Task brief: Copy every line of the entries below word for word, leaving out the pictures.

Start of Data to use

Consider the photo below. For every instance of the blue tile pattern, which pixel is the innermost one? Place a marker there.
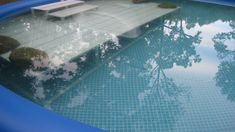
(177, 76)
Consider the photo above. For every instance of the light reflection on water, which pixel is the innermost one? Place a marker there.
(177, 76)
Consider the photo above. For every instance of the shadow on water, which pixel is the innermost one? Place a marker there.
(226, 69)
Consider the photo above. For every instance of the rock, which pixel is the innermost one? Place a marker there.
(167, 5)
(26, 57)
(7, 44)
(139, 1)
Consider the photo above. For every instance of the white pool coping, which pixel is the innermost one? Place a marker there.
(65, 40)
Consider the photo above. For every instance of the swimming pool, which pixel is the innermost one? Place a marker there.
(177, 75)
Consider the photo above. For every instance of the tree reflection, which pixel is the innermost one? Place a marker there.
(161, 49)
(226, 70)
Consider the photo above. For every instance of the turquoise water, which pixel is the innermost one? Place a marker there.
(178, 75)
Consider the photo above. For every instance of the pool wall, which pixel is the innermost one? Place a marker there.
(219, 2)
(20, 115)
(20, 6)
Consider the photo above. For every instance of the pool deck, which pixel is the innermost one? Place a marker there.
(67, 39)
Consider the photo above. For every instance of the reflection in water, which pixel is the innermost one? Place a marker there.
(226, 70)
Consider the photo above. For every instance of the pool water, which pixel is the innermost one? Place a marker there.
(178, 75)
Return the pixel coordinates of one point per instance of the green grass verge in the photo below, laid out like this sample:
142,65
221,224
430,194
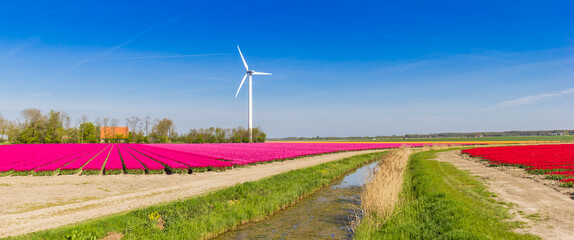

End of Data to use

Written solution:
Consider the photo below. For every instance of the blue tile pattern, which pixel is the innermost one? Place a marker there.
(177, 76)
Consider the photo above. For every instance of the light reflection on water, which pixel is the innermost one? Place a marker there.
(177, 76)
Consider the photo above. For every instance of the shadow on water, which pixel is the innermost one? Place a marker there.
(226, 69)
Consider the photo above. For every instance of the rock, which pixel is the innermost one? Place a marker there.
(167, 5)
(26, 57)
(7, 44)
(139, 1)
Consider the photo above. For every instance of the white pool coping, which pixel is the innermost one? Place a marker there.
(65, 40)
Consider the photo above. For every instance of the swimming pool, which pixel is the innermost one? Place a marker there.
(177, 75)
Consider the photo above. For every instance of the tree reflection, which pixel is the innermost one? Place a marker there.
(161, 49)
(226, 70)
Consider the photo above. For every instance of the turquoise water, which pixel is the innermost one? Place a marker there.
(178, 75)
Consider the photo above. For every instance of the pool wall, which pixel is the innermost one? Place a marker there.
(219, 2)
(20, 115)
(20, 6)
Consider the photo above. For every instance of the pool deck, which pixel is the innermost one? Place a marker there.
(67, 39)
Consider the photo above. For every instance of the reflection in water, which pixel is the innermost one? Place a marker there.
(226, 70)
Consider the photo above. For every instance of the pool water, which pixel is the innermost one? Place a marker there.
(178, 75)
Return the pixel coordinates of one point per instance of the green grass verge in the photo below, laid out like this sample:
142,65
221,224
430,194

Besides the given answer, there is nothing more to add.